Across Borders, una delle due sezioni al Padiglione Centrale, ragiona sul superamento dei limiti e dei loro effetti sulla società e ambiente: i confini tra città globali e hinterland, i confini politici, i confini immaginari dei grandi patrimoni naturali. Tanto dure quanto necessarie le installazioni “Stateless Heritage: Dheisheh Refugee Camp World Heritage Nomination” (DAAR Decolonizing Architecture Art Residency), che indaga la condizione di rifugiato superando l’umanitarismo, ed “Aesthetic Borders Of Violence and (in)Visibility at Sea” (Forensic Oceanography), che, tra difficoltà di narrare e necessità di guardare, mostra la violenza nelle frontiere marittime delle acque mediterranee.
“Antarctic Resolution” (Giulia Foscari / UNLESS con Arcangelo Sassolino) è forse l’installazione più potente: un quanto mai inquietante fragore, prodotto dal movimento di un parallelepipedo metallico, ricorda in maniera eludibile lo scioglimento dei ghiacci, e accompagna l’accurata ricerca sull’Antartide che, lungi dall’essere un paesaggio naturale incontaminato, è (e lo sarà sempre più) una miniera di valori preziosa e contesissima.
Quinta e ultima sezione, As One Planet, allarga ulteriormente lo sguardo cercando di immaginare e anticipare il futuro del pianeta e spingendosi addirittura allo Spazio. “The Earth is an Architecture” (TVK), in un seducente e colorato plastico, considera lo strato del suolo della Terra, nei suoi quindici chilometri di spessore, come una complessa unica architettura in cui le trasformazioni umane costituiscono solo una, sebbene la maggiore, delle numerose forze che contribuiscono alla sua metamorfosi, equiparando centri abitati a catene montuose, infrastrutture a valli, manufatti a rocce. Con “Satellights: Orbiting the Thin Layer of Human Life” (Angelo Bucci) giungono le provocazioni acute di oltrepassare lo strato sottile di crosta terrestre abitabile e di installare sorgenti di luce artificiali nella Fascia di Clarke, in grado di illuminare intere città.

[Consegna] Prosegui il brano sulle installazioni delle sezioni Across Borders e As One Planet, riprendendo subito dopo la sua ultima frase. Il materiale qui riportato non ha alcun ruolo in questo esercizio.

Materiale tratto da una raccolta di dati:
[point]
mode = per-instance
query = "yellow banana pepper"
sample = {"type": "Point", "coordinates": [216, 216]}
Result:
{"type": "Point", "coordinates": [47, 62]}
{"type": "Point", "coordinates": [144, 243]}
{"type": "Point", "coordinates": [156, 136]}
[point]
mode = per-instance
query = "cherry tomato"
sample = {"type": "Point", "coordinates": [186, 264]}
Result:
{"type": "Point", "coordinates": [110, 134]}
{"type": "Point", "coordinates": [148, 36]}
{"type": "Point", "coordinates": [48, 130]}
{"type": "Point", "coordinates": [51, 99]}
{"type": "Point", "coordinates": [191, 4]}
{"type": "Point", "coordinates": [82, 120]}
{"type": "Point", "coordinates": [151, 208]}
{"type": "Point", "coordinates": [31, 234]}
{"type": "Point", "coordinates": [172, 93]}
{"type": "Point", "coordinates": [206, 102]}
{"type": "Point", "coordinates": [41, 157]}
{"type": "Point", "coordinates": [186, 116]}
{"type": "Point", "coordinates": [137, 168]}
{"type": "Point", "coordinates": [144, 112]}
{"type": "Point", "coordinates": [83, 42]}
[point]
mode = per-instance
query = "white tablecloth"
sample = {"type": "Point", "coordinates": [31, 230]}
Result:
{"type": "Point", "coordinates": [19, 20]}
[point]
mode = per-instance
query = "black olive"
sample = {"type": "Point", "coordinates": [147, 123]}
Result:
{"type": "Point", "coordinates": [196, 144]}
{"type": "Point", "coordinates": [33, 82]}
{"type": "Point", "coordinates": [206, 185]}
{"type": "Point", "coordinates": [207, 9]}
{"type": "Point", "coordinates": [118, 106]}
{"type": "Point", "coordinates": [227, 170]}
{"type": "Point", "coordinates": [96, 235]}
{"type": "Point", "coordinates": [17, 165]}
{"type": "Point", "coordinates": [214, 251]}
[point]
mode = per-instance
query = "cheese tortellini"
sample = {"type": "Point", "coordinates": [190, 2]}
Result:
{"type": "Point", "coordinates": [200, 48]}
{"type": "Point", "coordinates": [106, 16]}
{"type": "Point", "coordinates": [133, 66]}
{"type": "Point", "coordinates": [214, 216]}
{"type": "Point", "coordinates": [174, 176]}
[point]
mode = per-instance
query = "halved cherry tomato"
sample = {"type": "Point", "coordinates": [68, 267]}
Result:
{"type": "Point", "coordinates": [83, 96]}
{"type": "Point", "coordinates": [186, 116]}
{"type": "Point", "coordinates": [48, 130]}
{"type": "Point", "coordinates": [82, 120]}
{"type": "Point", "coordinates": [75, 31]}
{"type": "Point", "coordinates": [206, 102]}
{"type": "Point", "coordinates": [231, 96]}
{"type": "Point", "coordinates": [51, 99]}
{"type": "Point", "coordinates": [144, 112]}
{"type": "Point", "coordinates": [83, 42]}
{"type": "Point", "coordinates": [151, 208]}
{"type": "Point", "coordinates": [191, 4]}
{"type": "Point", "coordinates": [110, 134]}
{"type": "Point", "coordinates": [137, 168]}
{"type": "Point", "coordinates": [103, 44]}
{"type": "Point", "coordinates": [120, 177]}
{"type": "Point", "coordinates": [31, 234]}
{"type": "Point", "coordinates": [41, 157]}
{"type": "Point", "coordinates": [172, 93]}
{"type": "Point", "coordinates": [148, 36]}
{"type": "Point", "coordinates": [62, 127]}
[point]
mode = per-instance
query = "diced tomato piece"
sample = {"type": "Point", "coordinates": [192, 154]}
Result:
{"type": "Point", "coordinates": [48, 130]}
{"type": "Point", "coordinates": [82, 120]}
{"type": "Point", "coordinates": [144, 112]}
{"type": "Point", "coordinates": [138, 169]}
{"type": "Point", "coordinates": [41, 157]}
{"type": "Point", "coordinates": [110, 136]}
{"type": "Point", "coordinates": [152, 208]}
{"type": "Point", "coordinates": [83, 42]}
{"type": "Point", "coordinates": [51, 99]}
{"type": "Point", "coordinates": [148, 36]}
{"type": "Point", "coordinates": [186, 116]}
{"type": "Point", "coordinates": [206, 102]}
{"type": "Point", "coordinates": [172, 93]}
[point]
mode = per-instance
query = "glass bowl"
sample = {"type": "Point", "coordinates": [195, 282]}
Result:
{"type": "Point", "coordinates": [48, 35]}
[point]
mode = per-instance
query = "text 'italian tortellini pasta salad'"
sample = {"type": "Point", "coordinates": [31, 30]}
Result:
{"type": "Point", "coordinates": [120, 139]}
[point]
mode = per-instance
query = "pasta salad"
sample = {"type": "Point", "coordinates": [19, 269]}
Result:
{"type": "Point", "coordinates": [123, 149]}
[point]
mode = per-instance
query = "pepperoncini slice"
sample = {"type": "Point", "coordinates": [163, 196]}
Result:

[Svolgimento]
Infine, nel mezzanino del Padiglione Centrale, trova spazio “Future Assembly” (Studio Other Spaces).
Si tratta di un’esposizione caleidoscopica di cinquanta ‘stakeholders’ sovrumani, finalmente chiamati a far parte di una immaginifica assemblea chiamata a decidere le sorti del pianeta da un punto di vista che trascende l’umano. Partecipano funghi, gas, minerali, pipistrelli, alghe e molti altri esseri – viventi e non – tradizionalmente e a torto esclusi da scelte e legislazioni, finora sempre e solo antropocentriche. Un’opera collettiva plurale, aperta, sagace e pure bella, che da sola vale il viaggio.
“Un contratto spaziale potrebbe costituire un contratto sociale. Cerchiamo un contratto spaziale che sia al tempo stesso universale e inclusivo, un contratto allargato affinché i popoli e le specie coesistano e prosperino nella loro pluralità.”
Queste le intenzioni, attese, nell’intervento del curatore.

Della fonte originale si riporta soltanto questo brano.